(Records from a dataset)
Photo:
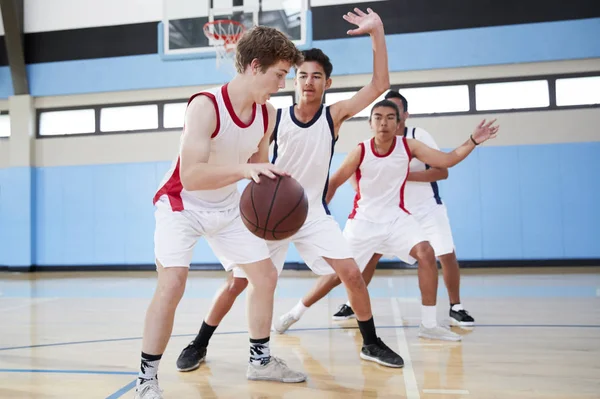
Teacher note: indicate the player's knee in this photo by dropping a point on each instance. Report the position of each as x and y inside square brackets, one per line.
[423, 252]
[237, 285]
[172, 286]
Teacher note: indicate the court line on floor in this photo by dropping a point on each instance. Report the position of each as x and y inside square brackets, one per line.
[103, 372]
[299, 330]
[410, 380]
[123, 390]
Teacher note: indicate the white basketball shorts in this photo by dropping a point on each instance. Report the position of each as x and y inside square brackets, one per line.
[397, 238]
[436, 225]
[317, 238]
[177, 233]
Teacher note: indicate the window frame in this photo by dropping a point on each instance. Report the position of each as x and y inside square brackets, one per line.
[470, 83]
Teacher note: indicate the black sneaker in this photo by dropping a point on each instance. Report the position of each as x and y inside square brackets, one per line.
[461, 318]
[380, 353]
[344, 313]
[190, 358]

## TASK TO CARRY OUT
Each line from the one with "Teacher note: indicate the court" through the end of the records above should be written out exactly. No other line should appear.

## THE ANSWER
Teacher note: indicate the court line on floor in this photo by dropping a point on each instance. Report the position of each as x and y inside square brackets, one per line.
[103, 372]
[299, 330]
[410, 380]
[123, 390]
Teacher note: indicate the white basketball shorts in this photo by dropping a point on each instance. Report the position of each as x and y inside square brackets, one per line.
[397, 238]
[436, 225]
[317, 238]
[177, 233]
Teacher note: indicate the window frame in this photo by dropping a point on each instance. Report the position of each as x and y inside square brackets, one per line.
[470, 83]
Teacher note: indicate the black sneaker in this photo by dropping a point on each instance. Report the position of each as x and y inside square brackets, one per line.
[461, 318]
[380, 353]
[344, 313]
[190, 358]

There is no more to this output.